Raw entries
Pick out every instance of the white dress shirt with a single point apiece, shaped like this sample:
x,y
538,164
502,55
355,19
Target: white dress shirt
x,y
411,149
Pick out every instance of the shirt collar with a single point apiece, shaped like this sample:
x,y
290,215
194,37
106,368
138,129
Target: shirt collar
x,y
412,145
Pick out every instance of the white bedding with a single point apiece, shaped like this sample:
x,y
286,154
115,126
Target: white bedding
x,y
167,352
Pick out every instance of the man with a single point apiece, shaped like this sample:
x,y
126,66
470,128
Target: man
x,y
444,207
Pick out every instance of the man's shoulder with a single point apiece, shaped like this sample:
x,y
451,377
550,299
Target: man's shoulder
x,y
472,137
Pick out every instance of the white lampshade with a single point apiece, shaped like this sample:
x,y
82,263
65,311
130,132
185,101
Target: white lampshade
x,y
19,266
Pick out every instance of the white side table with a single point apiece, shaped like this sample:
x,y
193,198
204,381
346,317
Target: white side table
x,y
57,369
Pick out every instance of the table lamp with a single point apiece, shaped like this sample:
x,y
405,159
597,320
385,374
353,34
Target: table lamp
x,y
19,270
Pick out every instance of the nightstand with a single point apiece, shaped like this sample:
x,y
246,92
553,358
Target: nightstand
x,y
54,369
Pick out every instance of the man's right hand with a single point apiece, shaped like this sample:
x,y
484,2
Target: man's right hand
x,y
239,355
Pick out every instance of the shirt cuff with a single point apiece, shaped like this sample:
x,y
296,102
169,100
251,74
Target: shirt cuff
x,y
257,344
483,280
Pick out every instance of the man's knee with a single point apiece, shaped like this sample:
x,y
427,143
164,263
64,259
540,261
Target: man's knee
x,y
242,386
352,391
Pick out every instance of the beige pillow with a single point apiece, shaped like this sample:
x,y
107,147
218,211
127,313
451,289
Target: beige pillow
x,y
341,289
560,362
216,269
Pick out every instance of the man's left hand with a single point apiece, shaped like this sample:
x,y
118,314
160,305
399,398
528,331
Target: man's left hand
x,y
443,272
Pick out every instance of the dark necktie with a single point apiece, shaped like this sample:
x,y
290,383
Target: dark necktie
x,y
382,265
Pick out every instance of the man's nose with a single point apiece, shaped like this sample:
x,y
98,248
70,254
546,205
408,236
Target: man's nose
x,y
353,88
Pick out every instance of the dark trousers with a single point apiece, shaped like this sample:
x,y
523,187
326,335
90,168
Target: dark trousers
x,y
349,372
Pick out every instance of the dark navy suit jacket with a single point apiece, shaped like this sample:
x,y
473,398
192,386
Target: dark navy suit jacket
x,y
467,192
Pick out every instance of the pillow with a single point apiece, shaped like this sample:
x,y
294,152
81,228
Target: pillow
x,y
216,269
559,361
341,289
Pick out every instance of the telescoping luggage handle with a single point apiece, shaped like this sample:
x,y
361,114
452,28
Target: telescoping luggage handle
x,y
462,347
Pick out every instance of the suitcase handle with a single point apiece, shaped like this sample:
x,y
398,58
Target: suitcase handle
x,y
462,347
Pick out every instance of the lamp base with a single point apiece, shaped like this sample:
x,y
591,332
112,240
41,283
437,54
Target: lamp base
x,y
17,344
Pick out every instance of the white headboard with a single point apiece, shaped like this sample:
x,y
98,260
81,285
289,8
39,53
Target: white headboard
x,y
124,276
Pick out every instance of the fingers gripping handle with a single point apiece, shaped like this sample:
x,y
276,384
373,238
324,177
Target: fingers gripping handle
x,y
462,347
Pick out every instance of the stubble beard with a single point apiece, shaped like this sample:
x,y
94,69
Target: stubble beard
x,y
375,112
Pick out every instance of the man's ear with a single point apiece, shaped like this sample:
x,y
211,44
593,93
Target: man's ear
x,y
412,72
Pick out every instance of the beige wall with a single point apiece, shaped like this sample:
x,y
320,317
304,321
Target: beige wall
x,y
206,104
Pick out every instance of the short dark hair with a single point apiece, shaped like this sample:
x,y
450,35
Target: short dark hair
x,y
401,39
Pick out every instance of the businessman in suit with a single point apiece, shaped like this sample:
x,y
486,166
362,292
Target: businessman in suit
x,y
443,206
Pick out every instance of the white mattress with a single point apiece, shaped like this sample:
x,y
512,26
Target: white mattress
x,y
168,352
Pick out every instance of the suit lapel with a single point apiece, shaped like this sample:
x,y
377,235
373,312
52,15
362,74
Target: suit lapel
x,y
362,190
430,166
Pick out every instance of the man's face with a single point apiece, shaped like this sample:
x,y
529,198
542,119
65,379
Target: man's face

AIM: Quote the part of the entries that opens with the line containing "Pick out every instance of the man's face" and runs through the final line of the entries.

THE COMPLETED TASK:
Pick out every instance of the man's face with a single point apiece, shaped like this sample:
x,y
529,198
542,119
65,379
Target: man's face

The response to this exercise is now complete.